- What you will do
With the line containing "Mark one point per instance of the tan" as the first line and the last line of the records as the final one, reproduce that range exactly.

── The input

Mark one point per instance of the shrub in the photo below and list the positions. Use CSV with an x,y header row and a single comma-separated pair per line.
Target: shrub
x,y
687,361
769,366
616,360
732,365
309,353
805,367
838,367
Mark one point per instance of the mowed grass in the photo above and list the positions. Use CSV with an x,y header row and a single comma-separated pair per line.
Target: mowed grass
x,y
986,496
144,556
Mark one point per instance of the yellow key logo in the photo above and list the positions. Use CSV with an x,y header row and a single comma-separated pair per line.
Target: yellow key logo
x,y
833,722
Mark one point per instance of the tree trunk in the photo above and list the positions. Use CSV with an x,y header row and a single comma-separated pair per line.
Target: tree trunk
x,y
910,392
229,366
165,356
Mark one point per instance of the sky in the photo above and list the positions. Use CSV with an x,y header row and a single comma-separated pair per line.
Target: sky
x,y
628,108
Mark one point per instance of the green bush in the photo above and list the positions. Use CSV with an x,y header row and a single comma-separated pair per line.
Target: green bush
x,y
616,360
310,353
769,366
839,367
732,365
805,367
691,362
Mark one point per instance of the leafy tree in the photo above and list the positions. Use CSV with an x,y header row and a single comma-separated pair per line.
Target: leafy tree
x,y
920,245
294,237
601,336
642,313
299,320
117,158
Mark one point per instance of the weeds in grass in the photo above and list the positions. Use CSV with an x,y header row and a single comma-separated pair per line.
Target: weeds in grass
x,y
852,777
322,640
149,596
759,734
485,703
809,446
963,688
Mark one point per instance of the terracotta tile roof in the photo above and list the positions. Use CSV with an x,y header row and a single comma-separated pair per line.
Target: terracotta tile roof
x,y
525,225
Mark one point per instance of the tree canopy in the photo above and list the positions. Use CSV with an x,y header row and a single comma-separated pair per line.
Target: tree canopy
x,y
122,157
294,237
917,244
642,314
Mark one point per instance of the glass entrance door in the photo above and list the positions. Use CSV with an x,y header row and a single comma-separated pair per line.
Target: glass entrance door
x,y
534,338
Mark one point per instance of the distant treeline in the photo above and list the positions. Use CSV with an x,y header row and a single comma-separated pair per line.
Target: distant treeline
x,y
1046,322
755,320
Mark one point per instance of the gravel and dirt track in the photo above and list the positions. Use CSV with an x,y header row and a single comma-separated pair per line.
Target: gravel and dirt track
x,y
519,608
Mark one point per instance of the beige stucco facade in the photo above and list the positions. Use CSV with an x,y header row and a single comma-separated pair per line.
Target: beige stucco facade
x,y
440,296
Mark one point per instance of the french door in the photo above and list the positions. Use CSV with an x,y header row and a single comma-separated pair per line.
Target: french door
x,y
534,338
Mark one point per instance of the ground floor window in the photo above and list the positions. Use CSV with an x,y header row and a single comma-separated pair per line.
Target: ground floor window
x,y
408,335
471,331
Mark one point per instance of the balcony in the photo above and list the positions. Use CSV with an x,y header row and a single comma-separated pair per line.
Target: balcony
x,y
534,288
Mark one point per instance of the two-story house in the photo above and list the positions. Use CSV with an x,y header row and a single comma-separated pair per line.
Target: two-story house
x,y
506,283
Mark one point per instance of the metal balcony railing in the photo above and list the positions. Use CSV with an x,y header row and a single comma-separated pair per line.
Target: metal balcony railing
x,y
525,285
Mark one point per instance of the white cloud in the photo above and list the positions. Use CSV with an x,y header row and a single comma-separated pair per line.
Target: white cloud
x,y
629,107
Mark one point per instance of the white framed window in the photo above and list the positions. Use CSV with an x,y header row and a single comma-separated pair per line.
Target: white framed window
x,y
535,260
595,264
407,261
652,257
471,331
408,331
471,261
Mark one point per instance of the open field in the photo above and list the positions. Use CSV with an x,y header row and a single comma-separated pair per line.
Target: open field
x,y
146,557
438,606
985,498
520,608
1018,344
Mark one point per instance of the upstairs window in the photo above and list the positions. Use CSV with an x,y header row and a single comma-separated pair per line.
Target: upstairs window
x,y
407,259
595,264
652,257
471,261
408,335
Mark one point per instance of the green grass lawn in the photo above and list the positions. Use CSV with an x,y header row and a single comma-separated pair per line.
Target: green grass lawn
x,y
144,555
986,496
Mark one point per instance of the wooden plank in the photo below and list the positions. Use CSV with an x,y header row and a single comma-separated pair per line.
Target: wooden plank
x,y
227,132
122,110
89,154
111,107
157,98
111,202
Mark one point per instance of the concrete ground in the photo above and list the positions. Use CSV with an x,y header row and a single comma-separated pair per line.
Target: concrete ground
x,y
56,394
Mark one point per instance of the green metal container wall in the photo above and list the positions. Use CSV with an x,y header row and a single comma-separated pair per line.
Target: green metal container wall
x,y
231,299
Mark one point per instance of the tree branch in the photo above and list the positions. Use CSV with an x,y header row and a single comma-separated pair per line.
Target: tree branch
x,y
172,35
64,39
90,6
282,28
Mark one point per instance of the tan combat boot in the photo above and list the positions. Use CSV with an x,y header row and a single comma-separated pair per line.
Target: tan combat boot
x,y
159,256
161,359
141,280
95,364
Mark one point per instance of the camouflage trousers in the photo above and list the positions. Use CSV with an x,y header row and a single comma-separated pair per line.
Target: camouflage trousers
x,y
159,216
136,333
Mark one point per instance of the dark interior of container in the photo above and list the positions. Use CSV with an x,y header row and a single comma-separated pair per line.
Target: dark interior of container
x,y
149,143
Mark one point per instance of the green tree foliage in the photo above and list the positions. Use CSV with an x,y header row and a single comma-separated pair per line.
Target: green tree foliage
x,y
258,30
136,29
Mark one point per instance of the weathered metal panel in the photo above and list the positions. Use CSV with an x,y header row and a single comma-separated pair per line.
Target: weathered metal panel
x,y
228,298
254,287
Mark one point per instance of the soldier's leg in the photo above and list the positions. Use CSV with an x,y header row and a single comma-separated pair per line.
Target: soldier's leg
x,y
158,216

────

- Exercise result
Mark one point per instance of the tan combat boot in the photo above and list the positions. Use CSV with an x,y header row and a single comma-separated pair per line.
Target: tan combat boot
x,y
159,256
161,359
141,280
95,364
Mark one point per instance of the camouflage trousers in the photo above and list the positions. Use CSV with an x,y header row and a single comma-separated pair per line.
Target: camouflage trousers
x,y
159,216
136,333
Mark one point per instance of the dark interior of container in the photo above and list the positions. Use CSV with an x,y header row and a single comma-separated pair per line.
Target: dark interior of container
x,y
149,143
Mark one point per instance of the green tree foliage in the photo above and list the positions. Use CSV with an x,y header row and a single comma-separated pair per line.
Target: green tree foliage
x,y
258,30
136,29
Mark one point per instance of the weathered metal panel in the photo above and list the positions. Use CSV with an x,y header row and a single comma-separated pair per line.
Target: weathered metal panel
x,y
228,298
254,287
Mark one point per instance of the soldier's leg in the photo above and list the positions. Use CSV with an x,y header row and a single comma-separated pair per line.
Target: soldier's leg
x,y
158,216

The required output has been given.